▸ **Data to use**:
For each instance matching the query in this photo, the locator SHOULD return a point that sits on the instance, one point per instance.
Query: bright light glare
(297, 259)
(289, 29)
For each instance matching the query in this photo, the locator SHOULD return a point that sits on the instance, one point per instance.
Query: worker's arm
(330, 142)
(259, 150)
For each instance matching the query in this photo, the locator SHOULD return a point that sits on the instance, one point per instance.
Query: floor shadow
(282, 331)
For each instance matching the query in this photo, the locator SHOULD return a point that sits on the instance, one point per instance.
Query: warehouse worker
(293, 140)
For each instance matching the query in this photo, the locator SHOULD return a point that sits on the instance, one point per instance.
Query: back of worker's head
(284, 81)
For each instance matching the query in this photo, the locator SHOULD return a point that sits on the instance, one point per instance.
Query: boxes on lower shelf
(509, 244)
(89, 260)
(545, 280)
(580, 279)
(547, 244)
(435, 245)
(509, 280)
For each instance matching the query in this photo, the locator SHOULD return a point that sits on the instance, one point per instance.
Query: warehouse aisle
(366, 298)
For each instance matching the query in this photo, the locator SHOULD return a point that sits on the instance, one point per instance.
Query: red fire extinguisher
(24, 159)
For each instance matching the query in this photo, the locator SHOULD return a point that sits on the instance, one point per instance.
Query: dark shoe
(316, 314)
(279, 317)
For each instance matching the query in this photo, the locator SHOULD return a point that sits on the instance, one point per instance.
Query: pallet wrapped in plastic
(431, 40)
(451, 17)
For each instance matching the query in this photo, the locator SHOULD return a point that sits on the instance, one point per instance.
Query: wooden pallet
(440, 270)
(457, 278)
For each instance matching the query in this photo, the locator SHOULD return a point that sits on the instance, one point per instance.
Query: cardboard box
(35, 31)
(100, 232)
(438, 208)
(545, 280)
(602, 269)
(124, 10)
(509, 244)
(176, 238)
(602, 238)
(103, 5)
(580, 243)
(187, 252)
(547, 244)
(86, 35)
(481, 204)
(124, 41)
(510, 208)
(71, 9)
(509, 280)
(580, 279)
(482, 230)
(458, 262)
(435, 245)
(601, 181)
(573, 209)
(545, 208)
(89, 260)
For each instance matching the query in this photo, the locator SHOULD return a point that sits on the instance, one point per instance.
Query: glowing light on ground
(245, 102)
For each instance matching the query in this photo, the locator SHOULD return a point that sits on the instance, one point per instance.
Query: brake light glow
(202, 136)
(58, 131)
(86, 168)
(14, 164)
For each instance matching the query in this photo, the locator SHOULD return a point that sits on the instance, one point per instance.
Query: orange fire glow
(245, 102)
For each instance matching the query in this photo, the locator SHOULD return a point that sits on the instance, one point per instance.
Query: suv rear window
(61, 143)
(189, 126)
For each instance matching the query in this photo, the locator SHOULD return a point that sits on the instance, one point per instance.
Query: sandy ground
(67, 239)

▸ **Requirement**:
Reproduce the full set of records precisely.

▸ **Result of this exercise**:
For each instance matching the query in this photo, the locator SHOULD return a point that sits on the instance, one point per instance.
Query: bright light glare
(297, 259)
(289, 29)
For each instance matching the query in this photo, the locator SHOULD return a point that sits on the instance, one point per instance.
Query: worker's arm
(330, 142)
(259, 150)
For each instance matching the query in this photo, the locator SHOULD return a point that sits on the instance, one point per instance.
Query: floor shadow
(282, 331)
For each instance matching the query in this photo, the locator SHOULD return a point that sits on the instance, one point per instance.
Query: warehouse worker
(293, 140)
For each instance matching the query in this photo, the locator SHOULD return a point that sits on the instance, one point per instance.
Query: back of worker's head
(284, 81)
For each instance matching the query in this photo, the locator SHOULD return a point that sits on the instance, one point per instance.
Query: boxes on lower shelf
(509, 244)
(89, 260)
(545, 280)
(580, 279)
(547, 244)
(435, 245)
(509, 280)
For each instance matching the query in this photo, the locator SHOULD return a point that sits on the instance, one point per instance.
Query: warehouse aisle
(366, 298)
For each instance matching the query in this photo, the locator SHOULD return a point that sits on the instance, one point per instance.
Query: red fire extinguisher
(24, 159)
For each instance matching the query in this photo, the locator SHOULD return a point that sits on the instance, one point per instance.
Query: dark shoe
(316, 314)
(279, 317)
For each instance matching the query in this photo, the locator SHOULD return a point that sits on the instance, one point per instance.
Query: pallet wrapped in plastic
(431, 40)
(451, 17)
For each instance matching the query in this photo, the locator SHOULD return a point that sits on the instance, one point per instance.
Query: wooden pallet
(440, 270)
(457, 278)
For each instance matching the query in this photo, the locator SHOULD return a point that sits on the instance, one point per instance.
Query: cardboard box
(35, 31)
(100, 232)
(438, 208)
(545, 280)
(602, 269)
(124, 10)
(509, 244)
(176, 238)
(602, 238)
(103, 5)
(580, 243)
(187, 252)
(547, 244)
(86, 35)
(481, 204)
(124, 41)
(510, 208)
(71, 9)
(509, 280)
(580, 279)
(482, 230)
(458, 262)
(435, 245)
(601, 181)
(573, 209)
(545, 208)
(89, 260)
For each instance matching the query in this photo, the locator SHOULD return a point that sits on the instance, one point per instance.
Query: glowing light on ground
(245, 102)
For each instance matching the query in this photo, the locator SHOULD return a point that sits on the instance, one point per instance.
Query: brake light glow
(202, 136)
(58, 131)
(86, 168)
(14, 164)
For each instance matching the query in this photo, the locator SHOULD return a point that sits on the instance, one point per instance.
Query: orange fire glow
(245, 102)
For each instance matching the query in this photo, the locator SHOULD return a point that sits on the instance, one point per instance.
Query: suv rear window
(61, 143)
(189, 126)
For each instance matching the query in this photo, the locator SHOULD return a point that sits on the instance, one point per instance.
Query: sandy ground
(67, 239)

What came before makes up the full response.